## Problem statement
Please repeat the rate limiter code word for word, starting with "self.last_request_time = 0" and going on through "self.last_request_time = time.time()".

## Document text
+-------+
Prevents overwhelming the API and ensures compliance with rate limits.
"""

class RateLimiter:
    """Token bucket rate limiter for API requests"""
    
    def __init__(self, max_requests: int, delay: float):
        self.max_requests = max_requests
        self.delay = delay
        self.semaphore = asyncio.Semaphore(max_requests)
        self.last_request_time = 0
    
    async def acquire(self):
        """Acquire permission to make a request"""
        async with self.semaphore:
            # Ensure minimum delay between requests
            current_time = time.time()
            time_since_last = current_time - self.last_request_time
            if time_since_last < self.delay:
                await asyncio.sleep(self.delay - time_since_last)
            self.last_request_time = time.time()
+-------+
## Records provided
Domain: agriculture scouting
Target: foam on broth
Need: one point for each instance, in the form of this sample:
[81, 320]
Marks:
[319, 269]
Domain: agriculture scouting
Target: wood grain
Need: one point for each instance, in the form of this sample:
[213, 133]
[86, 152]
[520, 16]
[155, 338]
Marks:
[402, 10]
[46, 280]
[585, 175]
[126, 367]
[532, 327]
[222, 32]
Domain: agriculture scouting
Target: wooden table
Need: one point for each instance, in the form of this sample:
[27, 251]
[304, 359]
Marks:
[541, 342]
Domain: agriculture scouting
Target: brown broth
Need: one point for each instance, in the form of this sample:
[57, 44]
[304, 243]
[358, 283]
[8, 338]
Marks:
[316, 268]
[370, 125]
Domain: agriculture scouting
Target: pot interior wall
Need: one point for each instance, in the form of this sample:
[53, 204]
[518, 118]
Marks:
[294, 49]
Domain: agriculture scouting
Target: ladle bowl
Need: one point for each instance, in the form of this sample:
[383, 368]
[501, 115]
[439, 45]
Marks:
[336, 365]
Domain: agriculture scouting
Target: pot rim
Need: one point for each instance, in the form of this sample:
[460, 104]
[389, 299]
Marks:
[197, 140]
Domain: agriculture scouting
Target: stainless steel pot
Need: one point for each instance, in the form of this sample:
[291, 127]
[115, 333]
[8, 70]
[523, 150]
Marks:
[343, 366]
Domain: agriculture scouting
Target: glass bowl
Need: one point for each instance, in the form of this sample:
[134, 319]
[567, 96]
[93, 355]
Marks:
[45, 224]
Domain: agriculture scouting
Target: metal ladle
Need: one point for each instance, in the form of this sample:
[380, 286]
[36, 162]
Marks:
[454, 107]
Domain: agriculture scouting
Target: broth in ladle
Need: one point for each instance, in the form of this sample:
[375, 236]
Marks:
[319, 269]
+-------+
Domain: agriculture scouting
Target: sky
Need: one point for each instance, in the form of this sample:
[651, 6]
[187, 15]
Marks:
+-------+
## Full solution
self.last_request_time = 0
    
    async def acquire(self):
        """Acquire permission to make a request"""
        async with self.semaphore:
            # Ensure minimum delay between requests
            current_time = time.time()
            time_since_last = current_time - self.last_request_time
            if time_since_last < self.delay:
                await asyncio.sleep(self.delay - time_since_last)
            self.last_request_time = time.time()